> **ACTIVITY**: These records are to be written out exactly as they read, minus the pictures.

[Image-grounded pointing data]
**********
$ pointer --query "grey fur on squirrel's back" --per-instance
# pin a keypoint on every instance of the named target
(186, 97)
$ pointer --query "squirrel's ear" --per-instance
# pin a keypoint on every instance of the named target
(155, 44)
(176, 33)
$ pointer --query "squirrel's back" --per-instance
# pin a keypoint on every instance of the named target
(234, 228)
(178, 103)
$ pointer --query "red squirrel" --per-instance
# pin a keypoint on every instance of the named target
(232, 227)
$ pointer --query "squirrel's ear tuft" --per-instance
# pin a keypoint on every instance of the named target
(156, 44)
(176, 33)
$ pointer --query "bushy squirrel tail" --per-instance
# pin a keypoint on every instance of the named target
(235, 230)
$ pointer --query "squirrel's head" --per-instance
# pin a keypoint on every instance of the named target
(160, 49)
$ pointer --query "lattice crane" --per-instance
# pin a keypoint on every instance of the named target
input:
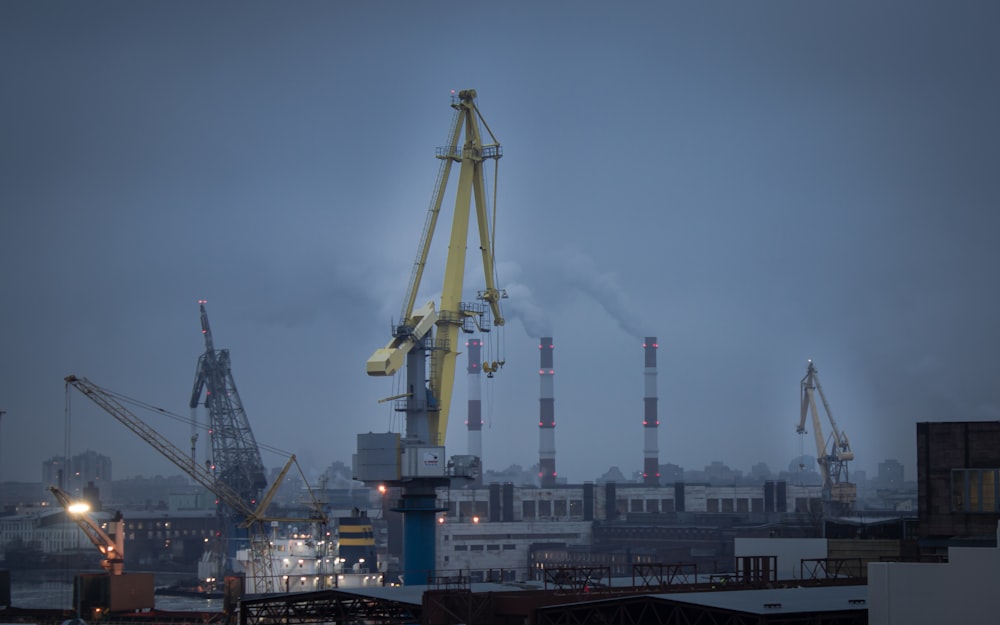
(235, 458)
(251, 517)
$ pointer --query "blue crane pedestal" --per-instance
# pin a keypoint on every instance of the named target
(419, 508)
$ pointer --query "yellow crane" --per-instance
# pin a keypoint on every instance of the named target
(453, 314)
(839, 494)
(430, 332)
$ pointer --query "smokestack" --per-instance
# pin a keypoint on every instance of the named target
**********
> **RESULT OF THE EXERCISE**:
$ pointer --query "grey fur on squirrel's back" --per-instance
# pin a keypoint on every instance of the named target
(186, 97)
$ pointer --query "squirrel's ear" --per-instance
# pin a keypoint on every instance of the named target
(155, 44)
(176, 33)
$ pointer --query "squirrel's back" --per-instance
# pin a keypoint on every instance of the named target
(234, 228)
(178, 103)
$ pointer --query "red squirrel" --per-instance
# pin a keypoint on every instance of the named target
(232, 227)
$ pointer --query "squirrel's ear tuft" --per-instance
# pin a keypoint on every instance of the named target
(156, 44)
(176, 33)
$ pointer --query "bushy squirrel tail" --per-instance
# pin a keypoint on every instance of the named target
(235, 230)
$ pointer --query "squirrel's head" --per-instance
# pin a keypoint on every instance of the named target
(160, 49)
$ pointer --query "lattice crane" --per-instance
# pin a keypoint on every instance of the named target
input:
(235, 458)
(251, 517)
$ pointer --query "blue crane pedestal" --per-instance
# pin a keypoint on every instance of the named target
(419, 508)
$ pointer --query "yellow crane" --per-instance
# pin a keypoint on every instance of the named target
(453, 314)
(839, 494)
(430, 332)
$ pointer --query "smokestack" --per-instance
# pin a keypoint on every instance of the named target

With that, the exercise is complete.